__TEXT EXCERPT__
Black Cutworm Preparation

Bryan Jensen, Dept. of Entomology and Integrated Pest Management Program

The Wisconsin DATCP agency has reported a few Wisconsin locations with intense black cutworm moth captures, as have several other Midwest states.  Although trap captures do always translate into field damage, it does give us advance warning of when to start field scouting.

Black cutworm larvae (picture below) are a little difficult to identify because of the lack of markings which jump out at you.  Identification can be made by looking at the larvae and the damage they cause. Black cutworm larvae are shades of gray to near black.

Small larvae damage emerging corn by feeding on leaves or cutting plants at soil level.  This damage will not reduce the plant stand until the corn and larvae are more mature. At that time, larger larvae will burrow into the corn below ground level and feed at the growing point. Furthermore, a single larva may feed on several plants before pupating. This obviously reduces plant stand. Above ground symptoms at this point are often called dead-heart or wilted whorl because the newly emerging leaves are wilting.

The value of recognizing black cutworm injury when both larvae and corn are small is that it gives you time to prepare and react if/when needed. Once corn has reached the V5 stage of development it is more resilient to feeding and larvae tend to remain on a single plant.

The DATCP pest bulletin predicts a June 3 date for cutting plants in southern Wisconsin and is based on arrival of the migrating adults and expected accumulation of degree days. Remember that is an estimate based on the best information currently available. Actual weather and planting date should also be considered. My preference is to “sleep with the light on” and start spot checking before that date.

Where to scout

You can increase your chances of finding cutworms by scouting fields with significant winter annual weed populations, broadleaf cover crops and corn planted after soybean. Low lying, areas of field and near streams may also increase your chances of finding damage. Fields with above ground Bt traits may suppress black cutworm feeding.  Do not ignore these field when scouting. Consult the 2020 Handy Bt Trait table for guidance on trait packages.

The threshold for treating black cutworm is to consider treating when 2-5% of the plants are damaged. Size of corn should be considered as well as size of larvae. If cutworm larvae are larger than ¾ to 1 inch please consider what your “preventable yield loss” will be. Suggesting most of the yield loss has already occurred and your rescue treatment may not provide a return on investment.

Larvae are not considered mobile so spot treating fields should be considered if damage is isolated. Whole field treatments should be based on accurate field scouting.  Walk fields in a W-shaped pattern and examine 50 consecutive plant at each of 5 random locations. If that seems like a lot of work, remember that you don’t make nutrient recommendations based on one soil core. To view insecticides labeled for black cutworms on corn consult A3646, Pest Management in Wisconsin Field Crops 2020.

Finally, dingy cutworms are a black cutworm look-a-like but are not considered an economic pest on corn.  Dingy cutworms can be found in mixed population of black cutworm or all by themselves.  They overwinter and larvae may appear to be further along in their development than black cutworms, so don’t get too excited if you find larger than expected cutworms. Unlike black cutworm they are consider a “climbing” cutworm. That is, damage is usually confined to leaf feeding not cutting. Identifying characteristics are best seen on larger larvae and may require a handlense. Each species will have 4 black “tubercles” or spots/segment on their backs. On dingy cutworms these tubercles will be similar in size. On black cutworms the two tubercules closest to the head will be smaller than the tubercules to the rear (See picture above).

__WHAT YOU ARE ASKED TO DO__
According to the black cutworm text, at what stage of development does corn become more resilient to cutworm feeding?

(Natural-language object grounding data)
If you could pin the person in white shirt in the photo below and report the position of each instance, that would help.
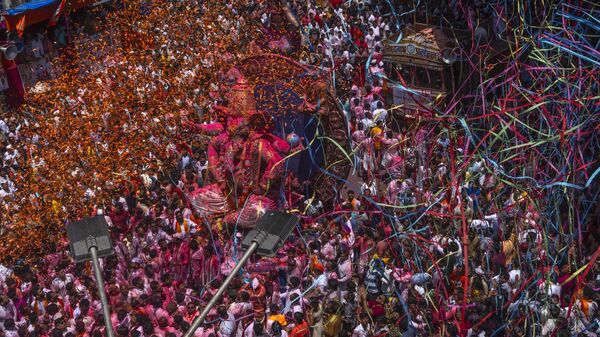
(227, 325)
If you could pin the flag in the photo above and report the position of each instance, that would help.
(57, 13)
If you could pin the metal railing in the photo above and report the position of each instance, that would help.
(8, 4)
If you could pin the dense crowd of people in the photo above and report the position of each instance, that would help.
(432, 241)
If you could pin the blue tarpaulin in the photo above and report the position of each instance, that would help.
(34, 4)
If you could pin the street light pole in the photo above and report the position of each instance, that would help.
(100, 282)
(200, 319)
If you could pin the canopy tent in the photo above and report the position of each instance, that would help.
(32, 12)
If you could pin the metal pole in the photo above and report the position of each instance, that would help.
(103, 300)
(200, 319)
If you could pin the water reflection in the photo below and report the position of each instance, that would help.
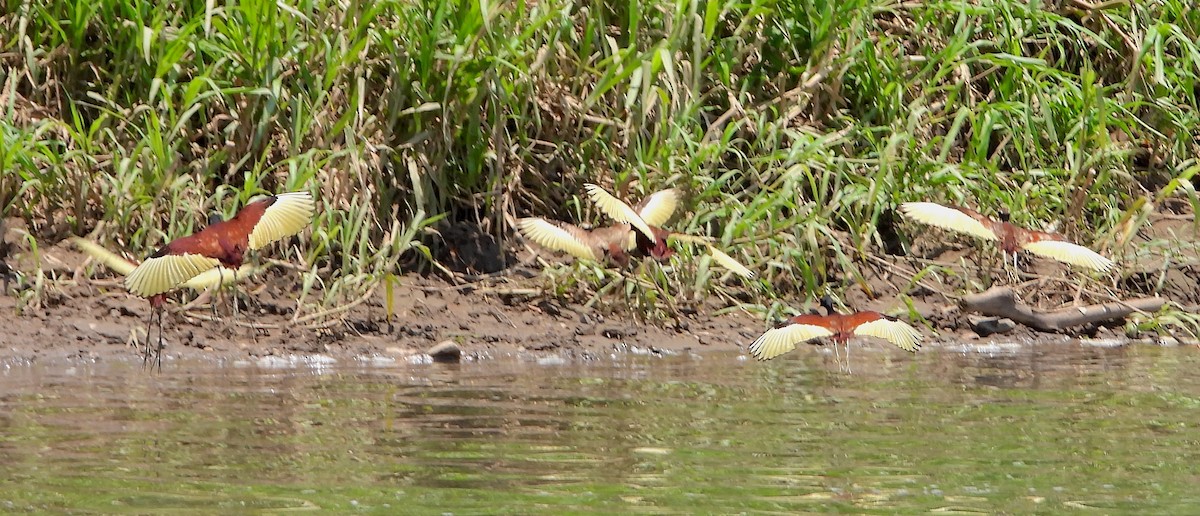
(996, 429)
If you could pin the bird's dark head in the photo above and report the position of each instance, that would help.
(827, 304)
(661, 252)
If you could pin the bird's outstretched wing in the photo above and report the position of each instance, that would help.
(781, 340)
(203, 281)
(948, 219)
(1068, 252)
(165, 271)
(558, 237)
(286, 216)
(892, 330)
(658, 208)
(618, 210)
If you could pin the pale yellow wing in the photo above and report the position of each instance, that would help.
(618, 210)
(1071, 253)
(690, 239)
(894, 331)
(201, 282)
(658, 209)
(730, 263)
(157, 275)
(115, 262)
(557, 237)
(220, 275)
(289, 214)
(781, 340)
(947, 219)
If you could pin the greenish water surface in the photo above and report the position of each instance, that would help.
(1033, 429)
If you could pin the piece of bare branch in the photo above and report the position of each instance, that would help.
(1001, 301)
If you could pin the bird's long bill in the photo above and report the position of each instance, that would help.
(947, 219)
(781, 340)
(1071, 253)
(618, 210)
(658, 208)
(288, 215)
(894, 331)
(159, 275)
(557, 237)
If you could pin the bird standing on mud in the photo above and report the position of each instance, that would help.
(1011, 238)
(221, 244)
(838, 327)
(637, 234)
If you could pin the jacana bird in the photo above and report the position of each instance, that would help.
(220, 244)
(840, 328)
(1012, 238)
(640, 237)
(204, 281)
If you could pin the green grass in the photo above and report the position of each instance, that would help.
(793, 126)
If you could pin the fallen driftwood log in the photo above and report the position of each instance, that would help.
(1001, 301)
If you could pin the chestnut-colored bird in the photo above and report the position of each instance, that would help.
(639, 235)
(1011, 238)
(221, 244)
(839, 328)
(121, 265)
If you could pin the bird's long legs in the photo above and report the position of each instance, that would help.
(157, 352)
(145, 355)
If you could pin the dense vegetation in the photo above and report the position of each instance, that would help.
(795, 126)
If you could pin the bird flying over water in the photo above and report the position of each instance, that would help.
(840, 328)
(220, 244)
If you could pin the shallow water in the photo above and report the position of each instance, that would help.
(1036, 429)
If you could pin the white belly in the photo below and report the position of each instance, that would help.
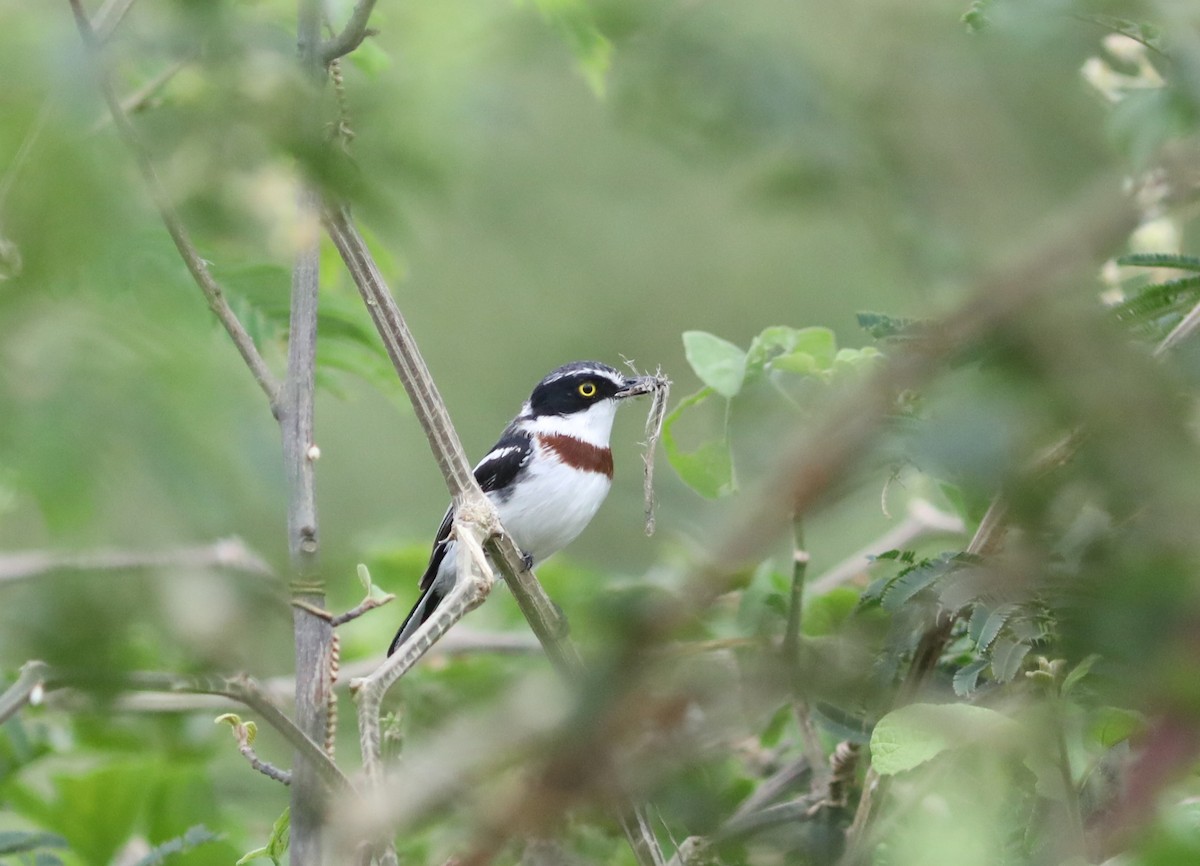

__OUTPUT FOR THIS TASK__
The V5 stage.